Scan the data below for the string "instance". Copy every line where it appears.

### Recorded data
○ ○ ○ ○ ○ ○ ○
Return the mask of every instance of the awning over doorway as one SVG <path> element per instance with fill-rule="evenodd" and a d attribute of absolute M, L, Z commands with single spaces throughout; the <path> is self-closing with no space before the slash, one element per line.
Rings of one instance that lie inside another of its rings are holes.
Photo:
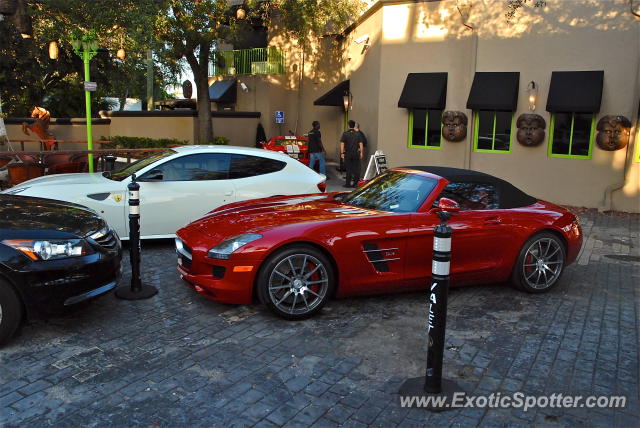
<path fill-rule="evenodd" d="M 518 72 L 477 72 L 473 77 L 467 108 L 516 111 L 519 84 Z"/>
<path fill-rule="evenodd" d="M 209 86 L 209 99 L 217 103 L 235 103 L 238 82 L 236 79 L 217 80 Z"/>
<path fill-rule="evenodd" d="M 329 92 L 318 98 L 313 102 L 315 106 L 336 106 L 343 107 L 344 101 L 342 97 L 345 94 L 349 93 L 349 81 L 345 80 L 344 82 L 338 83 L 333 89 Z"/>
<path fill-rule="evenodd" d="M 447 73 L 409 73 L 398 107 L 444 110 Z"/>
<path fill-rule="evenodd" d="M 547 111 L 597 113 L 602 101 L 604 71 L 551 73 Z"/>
○ ○ ○ ○ ○ ○ ○
### Written answer
Return the mask of every instance of the awning over doorway as one SVG <path> element per instance with fill-rule="evenodd" and a d attribute of absolute M, L, Z commands with single spaces throughout; the <path> is self-closing with no space before the slash, one element per line.
Rings of one instance that lie inside another of its rings are holes.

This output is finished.